# Optomechanical oscillator controlled by variation in its heat bath   temperature

**Authors:** Michal Kol\'a\v{r}, Artem Ryabov, and Radim Filip

arXiv: 1705.03652 · 2017-05-11

## TL;DR

This paper explores how varying the temperature of the heat bath influences a quantum optomechanical oscillator, enabling the generation of low-noise states through bath temperature control and thermodynamic analysis.

## Contribution

It introduces a method to control an optomechanical oscillator's noise level by adjusting the heat bath temperature, linking thermodynamic properties with mechanical states.

## Key findings

- Temperature variation shifts the membrane's equilibrium position.
- Increasing temperature enhances fluctuations in the membrane.
- Cooling the membrane reduces thermal noise, achieving low-noise states.

__SOURCE DATA__.
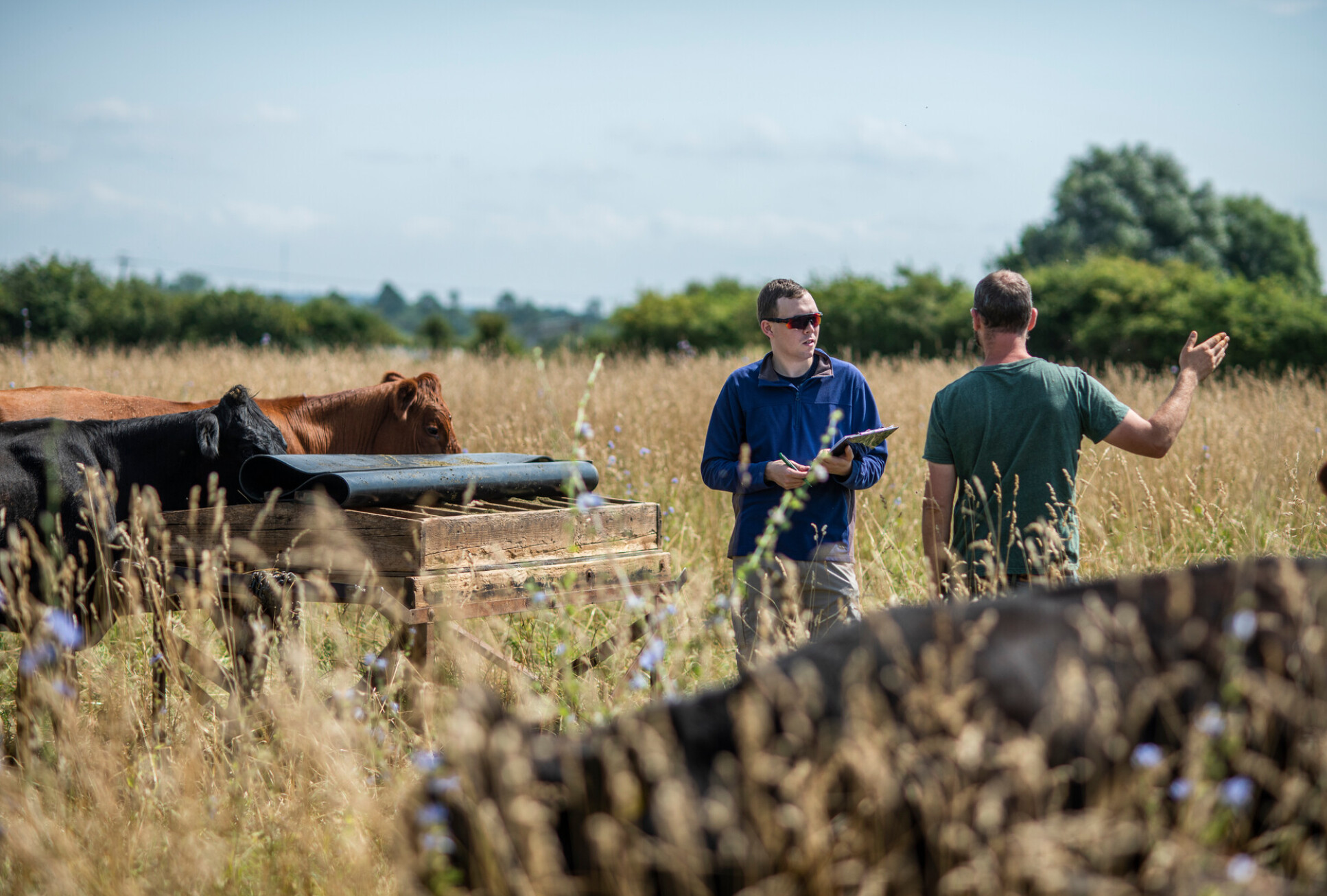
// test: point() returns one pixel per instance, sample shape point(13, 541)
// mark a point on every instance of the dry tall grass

__DIRECTIONS__.
[1] According to the optomechanical oscillator summary, what does temperature variation shift?
[2] Extend the optomechanical oscillator summary from its final line onward.

__ANSWERS FOR THIS EXERCISE__.
[1] The membrane's equilibrium position.

[2]
## Abstract

We propose a generation of a low-noise state of optomechanical oscillator by a temperature dependent force. We analyze the situation in which a quantum optomechanical oscillator (denoted as the membrane) is driven by an external force (produced by the piston). Both systems are embedded in a common heat bath at certain temperature $T$. The driving force the piston exerts on the membrane is bath temperature dependent. Initially, for $T=T_0$, the piston is linearly coupled to the membrane. The bath temperature is then reversibly changed to $T\neq T_0$. The change of temperature shifts the membrane, but simultaneously also increases its fluctuations. The resulting equilibrium state of the membrane is analyzed from the point of view of mechanical, as well as of thermodynamic characteristics. We compare these characteristics of membrane and derive their intimate connection. Next, we cool down the thermal noise of the membrane, bringing it out of equilibrium, still being in the contact with heat bath. This cooling retains the effective canonical Gibbs state with the effective temperature $T^\star$. In such case we study the analogs of the equilibrium quantities for low-noise mechanical states of the membrane.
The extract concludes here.